EJERCICIO 1 ->
Según la fuente, ¿de qué va vestido Trump?
EJERCICIO 2 ->
Reproduce sin ningún cambio las líneas de los registros que van desde la que contiene "task: segment every instance of the rear wing" hasta el final de los registros, incluidos ambos extremos.

Entre sus banderas como chocolatinas rojas y azules, dos egos de niño se pusieron de acuerdo. Ese reparto del dulce, ese atracón de cumpleaños, era lo único que podía conseguirlo. La amistad de los niños es pareja a su crueldad: pura, interesada, voluble. Por un apache de color verde, por una canica con una galaxia de chicle dentro, por un balón hecho de ropa de tendedero, por un merengue esponjoso como los querubines de sus rezos, han caído enemistades eternas de patio y han surgido camaraderías que llegaban hasta la mili o hasta la boda. O hasta el siguiente recreo, hasta que otro niño con bicicleta, como un ministro en pantaloncito corto, o una niña con las coletas más bellamente desastrosas del mundo empezaban otra amistad/enemistad purísima y eterna.

Trump, el niño rico vestido de cowboy de rodeo, como un John Wayne de heladería, ha conseguido un trofeo para la historia, para su pequeña historia de heladerías visitadas y colección de chapas. Y Kim Jong-un, pequeño emperador/dueño de un país como de una lavandería, que maneja Corea del Norte como una maqueta ferroviaria, como un peluche asfixiado o tuerto por el cruel amor de niño, ha conseguido legitimidad, ser habilitado internacionalmente. Hasta la gente ha visto, por la calle, que no era un lacre despegado, ni un tentetieso con la forma de bolo que le daba su oficio, ni un maniquí con ruedines, sino un señor que hasta habla (nunca hubiéramos imaginado que hablara, o que hablara adultamente, sólo lo veíamos sonreír mirando mapas, contando soldados igual que monedas de hucha o encendiendo misiles como petardos en una tarta, siempre como meciéndose en el balancín de él mismo).

REGISTROS DE LA TAREA ->
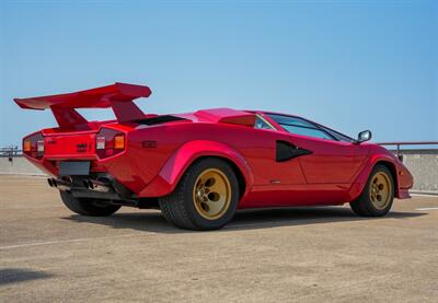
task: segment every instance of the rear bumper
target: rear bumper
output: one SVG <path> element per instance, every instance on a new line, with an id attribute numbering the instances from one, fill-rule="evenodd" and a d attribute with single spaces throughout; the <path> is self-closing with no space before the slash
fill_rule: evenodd
<path id="1" fill-rule="evenodd" d="M 71 193 L 76 198 L 136 200 L 137 196 L 108 174 L 48 178 L 50 187 Z"/>

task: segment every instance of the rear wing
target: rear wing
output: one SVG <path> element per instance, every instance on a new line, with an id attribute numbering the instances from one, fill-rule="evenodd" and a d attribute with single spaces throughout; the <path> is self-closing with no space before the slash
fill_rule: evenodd
<path id="1" fill-rule="evenodd" d="M 74 93 L 14 98 L 14 101 L 25 109 L 50 108 L 59 126 L 77 128 L 88 121 L 74 108 L 112 107 L 119 123 L 142 119 L 145 113 L 132 101 L 138 97 L 148 97 L 150 94 L 151 90 L 148 86 L 115 83 Z"/>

RESULTADO 1 ->
De cowboy de rodeo.

RESULTADO 2 ->
task: segment every instance of the rear wing
target: rear wing
output: one SVG <path> element per instance, every instance on a new line, with an id attribute numbering the instances from one, fill-rule="evenodd" and a d attribute with single spaces throughout; the <path> is self-closing with no space before the slash
fill_rule: evenodd
<path id="1" fill-rule="evenodd" d="M 74 93 L 14 98 L 14 101 L 25 109 L 50 108 L 59 126 L 77 128 L 88 121 L 74 108 L 112 107 L 119 123 L 142 119 L 145 113 L 132 101 L 138 97 L 148 97 L 150 94 L 151 90 L 148 86 L 115 83 Z"/>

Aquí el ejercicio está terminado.